> **TEXTO FORNECIDO**:
──────────

A simples leitura do dispositivo nos permite perceber, sem maior esforço, que ele se inspirou na pioneira regra do art. 67 da Lei do Inquilinato, ao disciplinar os procedimentos a serem adotados na ação de consignação de aluguéis e acessórios da locação.

Ali, pela primeira vez, autorizou-se o locador-credor a levantar a parte incontroversa do depósito, prosseguindo o feito quanto à controvertida, cabendo ao autor continuar a fazer os depósitos dos aluguéis vincendos, até decisão final de mérito.

Este sistema, já premonitoriamente comprometido com o princípio da efetividade, acabou sendo absorvido pelo Código de Processo Civil, ao tratar da ação consignatória.

Com as devidas adaptações, é o que se pretende agora, com o art. 50, que se aplica às ações judiciais que tenham por objeto obrigação decorrente de empréstimo, financiamento ou alienação imobiliários.

──────────

> **MATERIAL EXTRAÍDO**:

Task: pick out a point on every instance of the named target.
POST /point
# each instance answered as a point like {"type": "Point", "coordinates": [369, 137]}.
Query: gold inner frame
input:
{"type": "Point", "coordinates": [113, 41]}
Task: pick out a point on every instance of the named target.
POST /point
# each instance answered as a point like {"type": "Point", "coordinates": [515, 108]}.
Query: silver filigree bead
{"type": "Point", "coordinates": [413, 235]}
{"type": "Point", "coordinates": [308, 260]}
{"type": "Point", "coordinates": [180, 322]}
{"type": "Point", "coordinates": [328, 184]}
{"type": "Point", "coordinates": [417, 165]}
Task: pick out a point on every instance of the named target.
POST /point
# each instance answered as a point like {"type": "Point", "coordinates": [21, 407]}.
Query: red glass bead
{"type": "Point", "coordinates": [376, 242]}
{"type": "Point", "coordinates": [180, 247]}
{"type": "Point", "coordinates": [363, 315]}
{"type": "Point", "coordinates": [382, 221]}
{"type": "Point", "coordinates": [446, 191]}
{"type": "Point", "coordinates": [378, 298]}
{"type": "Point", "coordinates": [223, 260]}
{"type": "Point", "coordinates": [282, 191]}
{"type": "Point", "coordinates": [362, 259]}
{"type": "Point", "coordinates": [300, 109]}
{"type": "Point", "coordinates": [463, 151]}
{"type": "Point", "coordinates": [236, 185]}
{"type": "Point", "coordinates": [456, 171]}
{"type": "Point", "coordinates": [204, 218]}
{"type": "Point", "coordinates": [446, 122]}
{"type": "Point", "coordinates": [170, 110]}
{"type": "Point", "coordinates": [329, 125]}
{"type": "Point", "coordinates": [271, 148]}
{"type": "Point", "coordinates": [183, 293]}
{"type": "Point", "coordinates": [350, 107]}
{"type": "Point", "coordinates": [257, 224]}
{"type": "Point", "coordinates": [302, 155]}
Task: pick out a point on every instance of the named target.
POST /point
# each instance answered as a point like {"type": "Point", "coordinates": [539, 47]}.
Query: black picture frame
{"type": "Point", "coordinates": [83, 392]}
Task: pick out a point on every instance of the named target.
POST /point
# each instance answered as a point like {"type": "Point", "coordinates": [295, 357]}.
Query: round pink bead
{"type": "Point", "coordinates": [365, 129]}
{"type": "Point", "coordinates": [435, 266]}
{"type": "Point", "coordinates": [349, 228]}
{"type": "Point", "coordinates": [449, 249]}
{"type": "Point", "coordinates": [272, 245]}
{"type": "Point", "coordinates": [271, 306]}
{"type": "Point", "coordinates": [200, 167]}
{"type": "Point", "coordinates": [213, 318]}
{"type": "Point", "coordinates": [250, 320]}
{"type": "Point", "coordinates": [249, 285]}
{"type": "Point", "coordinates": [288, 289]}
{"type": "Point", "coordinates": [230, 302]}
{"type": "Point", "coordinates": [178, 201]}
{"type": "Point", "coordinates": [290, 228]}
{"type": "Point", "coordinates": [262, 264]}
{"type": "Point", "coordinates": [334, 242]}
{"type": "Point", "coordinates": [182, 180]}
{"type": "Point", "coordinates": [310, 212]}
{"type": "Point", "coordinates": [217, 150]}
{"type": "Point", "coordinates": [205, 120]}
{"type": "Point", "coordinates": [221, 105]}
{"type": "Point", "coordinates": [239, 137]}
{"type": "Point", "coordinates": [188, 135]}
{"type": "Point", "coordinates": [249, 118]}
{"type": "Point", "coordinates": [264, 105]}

──────────

> **INSTRUÇÃO DADA 1**: Segundo o texto fornecido, quem foi autorizado pela primeira vez a levantar a parte incontroversa do depósito?
> **INSTRUÇÃO DADA 2**: Por favor, extraia do texto fornecido o trecho começando com "Este sistema, já" e indo até "ou alienação imobiliários.".

> **RESPOSTA DO EXERCÍCIO 1**: O locador-credor.

> **RESPOSTA DO EXERCÍCIO 2**:
Este sistema, já premonitoriamente comprometido com o princípio da efetividade, acabou sendo absorvido pelo Código de Processo Civil, ao tratar da ação consignatória.

Com as devidas adaptações, é o que se pretende agora, com o art. 50, que se aplica às ações judiciais que tenham por objeto obrigação decorrente de empréstimo, financiamento ou alienação imobiliários.